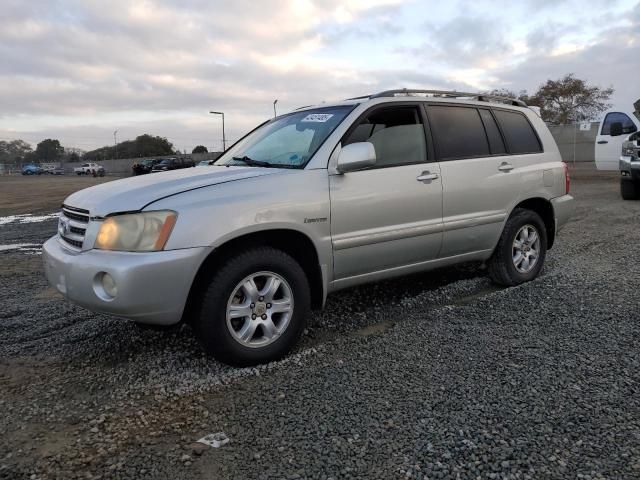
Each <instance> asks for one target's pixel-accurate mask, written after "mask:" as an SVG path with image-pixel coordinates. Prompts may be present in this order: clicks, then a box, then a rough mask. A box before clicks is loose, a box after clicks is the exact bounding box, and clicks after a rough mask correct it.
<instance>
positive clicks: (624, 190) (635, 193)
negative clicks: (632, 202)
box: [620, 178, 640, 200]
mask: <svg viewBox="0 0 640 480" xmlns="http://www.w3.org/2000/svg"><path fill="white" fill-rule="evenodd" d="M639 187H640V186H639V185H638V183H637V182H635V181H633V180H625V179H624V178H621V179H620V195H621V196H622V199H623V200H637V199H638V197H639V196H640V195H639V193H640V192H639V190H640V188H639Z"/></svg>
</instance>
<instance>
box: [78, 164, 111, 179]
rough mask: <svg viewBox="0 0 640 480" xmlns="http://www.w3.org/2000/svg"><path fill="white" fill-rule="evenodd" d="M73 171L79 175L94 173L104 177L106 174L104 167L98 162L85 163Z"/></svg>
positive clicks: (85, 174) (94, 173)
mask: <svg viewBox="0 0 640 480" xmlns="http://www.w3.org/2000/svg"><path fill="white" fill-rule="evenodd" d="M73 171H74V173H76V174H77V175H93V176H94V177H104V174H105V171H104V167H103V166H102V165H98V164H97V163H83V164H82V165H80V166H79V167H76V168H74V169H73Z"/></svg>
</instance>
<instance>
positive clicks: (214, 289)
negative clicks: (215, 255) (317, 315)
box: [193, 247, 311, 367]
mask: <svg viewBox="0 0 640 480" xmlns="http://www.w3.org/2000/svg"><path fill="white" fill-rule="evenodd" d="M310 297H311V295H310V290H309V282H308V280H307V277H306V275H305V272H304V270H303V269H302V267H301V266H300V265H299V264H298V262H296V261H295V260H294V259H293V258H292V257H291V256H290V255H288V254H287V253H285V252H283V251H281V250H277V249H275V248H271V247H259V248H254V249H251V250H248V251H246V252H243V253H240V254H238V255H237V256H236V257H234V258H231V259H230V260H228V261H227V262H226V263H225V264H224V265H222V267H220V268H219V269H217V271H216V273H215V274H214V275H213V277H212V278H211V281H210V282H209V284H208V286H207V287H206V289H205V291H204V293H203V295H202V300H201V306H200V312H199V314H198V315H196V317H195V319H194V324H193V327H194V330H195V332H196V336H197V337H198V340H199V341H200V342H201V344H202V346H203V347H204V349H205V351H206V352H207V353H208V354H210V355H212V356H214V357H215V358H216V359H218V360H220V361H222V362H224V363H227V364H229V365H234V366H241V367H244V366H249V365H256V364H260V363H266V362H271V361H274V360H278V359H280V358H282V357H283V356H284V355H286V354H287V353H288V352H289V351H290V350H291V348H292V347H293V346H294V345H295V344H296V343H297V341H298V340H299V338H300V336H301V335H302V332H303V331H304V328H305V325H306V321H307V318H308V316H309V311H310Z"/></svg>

━━━━━━━━━━━━━━━━━━━━━━━━━━━━━━

What you are asked to do
Collect every line of the records that contains the word "negative", copying each line in full.

Solution for this problem
negative clicks: (632, 202)
negative clicks: (215, 255) (317, 315)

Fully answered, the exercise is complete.